"""

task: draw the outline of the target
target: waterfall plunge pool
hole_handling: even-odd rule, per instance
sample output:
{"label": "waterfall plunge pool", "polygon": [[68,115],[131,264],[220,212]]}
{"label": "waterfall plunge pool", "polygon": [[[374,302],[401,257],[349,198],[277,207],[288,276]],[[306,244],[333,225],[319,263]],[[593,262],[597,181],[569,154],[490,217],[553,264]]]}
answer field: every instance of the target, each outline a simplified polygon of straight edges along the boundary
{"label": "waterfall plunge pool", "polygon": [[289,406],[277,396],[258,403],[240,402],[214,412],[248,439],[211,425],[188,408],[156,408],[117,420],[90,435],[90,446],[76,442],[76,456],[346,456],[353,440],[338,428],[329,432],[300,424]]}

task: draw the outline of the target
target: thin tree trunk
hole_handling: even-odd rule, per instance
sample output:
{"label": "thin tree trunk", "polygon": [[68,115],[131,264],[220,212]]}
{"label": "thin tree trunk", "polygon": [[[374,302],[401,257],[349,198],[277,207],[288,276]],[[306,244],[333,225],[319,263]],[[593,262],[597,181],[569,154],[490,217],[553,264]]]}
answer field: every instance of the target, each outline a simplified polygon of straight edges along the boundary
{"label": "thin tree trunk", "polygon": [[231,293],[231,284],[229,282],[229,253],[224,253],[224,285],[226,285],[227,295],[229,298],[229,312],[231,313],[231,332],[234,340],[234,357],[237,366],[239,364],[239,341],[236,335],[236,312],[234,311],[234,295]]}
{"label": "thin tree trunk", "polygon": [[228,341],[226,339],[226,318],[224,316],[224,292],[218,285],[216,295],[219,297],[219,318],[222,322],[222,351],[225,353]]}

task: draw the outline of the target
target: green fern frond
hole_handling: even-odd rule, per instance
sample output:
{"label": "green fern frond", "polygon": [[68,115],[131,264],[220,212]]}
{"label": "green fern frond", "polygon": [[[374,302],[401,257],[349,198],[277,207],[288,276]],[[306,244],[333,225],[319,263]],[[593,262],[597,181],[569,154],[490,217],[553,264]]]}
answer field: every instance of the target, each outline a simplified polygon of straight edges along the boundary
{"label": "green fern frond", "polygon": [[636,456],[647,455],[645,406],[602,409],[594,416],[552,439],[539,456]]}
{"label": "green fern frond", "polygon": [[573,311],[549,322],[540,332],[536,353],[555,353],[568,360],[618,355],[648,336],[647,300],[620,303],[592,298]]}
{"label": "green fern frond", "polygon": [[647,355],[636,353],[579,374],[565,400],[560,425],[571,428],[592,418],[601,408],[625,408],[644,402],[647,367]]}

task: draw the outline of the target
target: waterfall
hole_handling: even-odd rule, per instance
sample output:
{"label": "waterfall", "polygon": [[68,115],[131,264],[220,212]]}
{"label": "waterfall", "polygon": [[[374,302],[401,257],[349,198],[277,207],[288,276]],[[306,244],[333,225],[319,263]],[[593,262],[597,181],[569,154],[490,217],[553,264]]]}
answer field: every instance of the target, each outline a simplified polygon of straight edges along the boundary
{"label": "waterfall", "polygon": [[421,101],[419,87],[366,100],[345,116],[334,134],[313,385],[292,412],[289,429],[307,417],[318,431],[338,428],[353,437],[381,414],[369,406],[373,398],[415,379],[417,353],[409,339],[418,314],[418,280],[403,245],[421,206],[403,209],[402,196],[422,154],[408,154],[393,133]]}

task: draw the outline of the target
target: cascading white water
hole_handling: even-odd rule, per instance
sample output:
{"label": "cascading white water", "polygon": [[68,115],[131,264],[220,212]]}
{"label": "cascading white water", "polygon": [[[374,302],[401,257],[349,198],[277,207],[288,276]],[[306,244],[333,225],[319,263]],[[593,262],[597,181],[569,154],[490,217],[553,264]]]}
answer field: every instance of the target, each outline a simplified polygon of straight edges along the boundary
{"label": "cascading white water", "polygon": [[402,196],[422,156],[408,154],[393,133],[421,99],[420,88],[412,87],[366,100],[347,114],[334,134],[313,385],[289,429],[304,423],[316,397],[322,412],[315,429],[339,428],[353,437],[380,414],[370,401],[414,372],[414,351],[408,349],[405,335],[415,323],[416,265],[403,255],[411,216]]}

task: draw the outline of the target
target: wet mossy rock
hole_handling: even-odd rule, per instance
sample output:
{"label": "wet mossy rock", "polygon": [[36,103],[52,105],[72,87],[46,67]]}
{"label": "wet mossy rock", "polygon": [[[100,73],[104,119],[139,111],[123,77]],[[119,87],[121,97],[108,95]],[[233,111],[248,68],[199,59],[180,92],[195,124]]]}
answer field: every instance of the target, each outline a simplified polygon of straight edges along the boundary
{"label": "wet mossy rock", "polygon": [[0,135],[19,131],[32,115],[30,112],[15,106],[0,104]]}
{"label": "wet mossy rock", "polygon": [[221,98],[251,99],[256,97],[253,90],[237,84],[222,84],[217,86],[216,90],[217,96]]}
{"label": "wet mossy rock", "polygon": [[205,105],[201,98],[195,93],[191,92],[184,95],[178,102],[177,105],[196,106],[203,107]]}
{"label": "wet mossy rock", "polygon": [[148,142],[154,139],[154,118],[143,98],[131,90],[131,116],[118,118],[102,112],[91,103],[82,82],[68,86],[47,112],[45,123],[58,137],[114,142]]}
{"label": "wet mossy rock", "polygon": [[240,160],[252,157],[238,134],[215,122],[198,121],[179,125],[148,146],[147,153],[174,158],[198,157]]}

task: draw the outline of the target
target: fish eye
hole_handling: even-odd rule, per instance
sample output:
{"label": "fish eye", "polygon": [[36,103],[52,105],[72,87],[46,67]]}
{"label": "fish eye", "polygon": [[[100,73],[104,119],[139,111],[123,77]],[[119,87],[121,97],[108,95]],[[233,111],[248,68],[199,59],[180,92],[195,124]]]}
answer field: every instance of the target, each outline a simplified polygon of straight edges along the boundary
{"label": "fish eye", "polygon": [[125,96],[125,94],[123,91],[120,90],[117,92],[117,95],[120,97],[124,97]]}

"""
"""

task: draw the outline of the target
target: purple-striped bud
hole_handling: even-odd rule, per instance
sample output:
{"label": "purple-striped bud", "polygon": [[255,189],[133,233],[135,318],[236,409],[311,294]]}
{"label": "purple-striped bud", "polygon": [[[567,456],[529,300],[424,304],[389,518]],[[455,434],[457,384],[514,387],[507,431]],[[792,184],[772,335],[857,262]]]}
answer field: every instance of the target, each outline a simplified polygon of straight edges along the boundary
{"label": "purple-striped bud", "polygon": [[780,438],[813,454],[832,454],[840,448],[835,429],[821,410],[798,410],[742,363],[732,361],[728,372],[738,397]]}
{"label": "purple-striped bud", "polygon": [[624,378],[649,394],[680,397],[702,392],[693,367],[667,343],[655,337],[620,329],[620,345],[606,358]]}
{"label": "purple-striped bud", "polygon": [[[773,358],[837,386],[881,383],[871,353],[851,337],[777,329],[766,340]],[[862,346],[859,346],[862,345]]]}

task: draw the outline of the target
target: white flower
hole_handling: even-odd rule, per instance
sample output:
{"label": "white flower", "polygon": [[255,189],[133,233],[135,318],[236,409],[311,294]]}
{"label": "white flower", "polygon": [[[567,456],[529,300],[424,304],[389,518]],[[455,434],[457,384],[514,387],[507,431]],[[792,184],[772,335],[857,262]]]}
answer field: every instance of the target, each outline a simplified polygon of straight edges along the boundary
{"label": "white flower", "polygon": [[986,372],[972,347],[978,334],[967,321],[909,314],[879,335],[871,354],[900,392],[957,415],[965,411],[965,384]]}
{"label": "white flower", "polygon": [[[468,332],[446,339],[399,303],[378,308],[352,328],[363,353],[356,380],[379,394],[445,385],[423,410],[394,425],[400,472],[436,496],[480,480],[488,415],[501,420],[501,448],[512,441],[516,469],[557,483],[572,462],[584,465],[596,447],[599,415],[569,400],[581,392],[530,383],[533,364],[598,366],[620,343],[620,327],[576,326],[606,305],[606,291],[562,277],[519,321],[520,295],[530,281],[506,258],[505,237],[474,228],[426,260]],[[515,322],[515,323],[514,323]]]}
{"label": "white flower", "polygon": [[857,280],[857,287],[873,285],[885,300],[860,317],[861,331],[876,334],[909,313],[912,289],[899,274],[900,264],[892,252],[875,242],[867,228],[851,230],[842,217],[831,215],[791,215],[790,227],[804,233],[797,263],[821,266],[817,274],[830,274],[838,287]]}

"""
"""

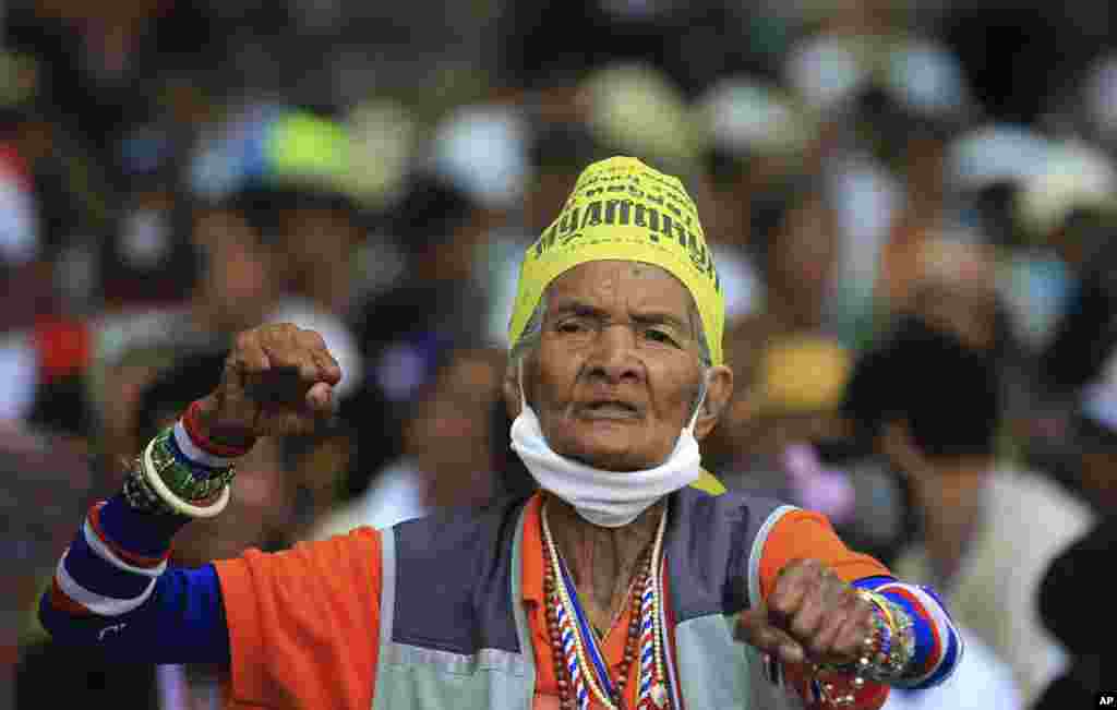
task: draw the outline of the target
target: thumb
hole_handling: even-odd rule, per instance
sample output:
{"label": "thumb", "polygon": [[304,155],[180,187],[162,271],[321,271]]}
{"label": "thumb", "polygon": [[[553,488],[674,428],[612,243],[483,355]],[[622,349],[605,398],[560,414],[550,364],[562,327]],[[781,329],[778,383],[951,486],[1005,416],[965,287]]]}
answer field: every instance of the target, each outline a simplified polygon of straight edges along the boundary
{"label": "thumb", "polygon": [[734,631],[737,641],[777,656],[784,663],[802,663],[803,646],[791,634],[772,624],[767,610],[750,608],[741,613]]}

"""

## WHAT THIS TASK INVOLVES
Report each line in the rows above that contains the string "green", copying every such line in full.

## CORRECT ANSWER
target: green fern frond
{"label": "green fern frond", "polygon": [[68,115],[131,264],[220,212]]}
{"label": "green fern frond", "polygon": [[[374,302],[401,257],[349,198],[277,207],[288,276]],[[306,244],[333,225],[319,263]],[[593,262],[597,181],[569,154],[490,217],[553,264]]]}
{"label": "green fern frond", "polygon": [[636,456],[647,455],[645,406],[602,409],[594,416],[552,439],[539,456]]}
{"label": "green fern frond", "polygon": [[573,311],[549,322],[540,332],[536,353],[555,353],[568,360],[618,355],[648,336],[647,300],[620,303],[592,298]]}
{"label": "green fern frond", "polygon": [[647,355],[636,353],[579,374],[565,400],[560,425],[571,428],[592,418],[601,408],[625,408],[644,402],[647,367]]}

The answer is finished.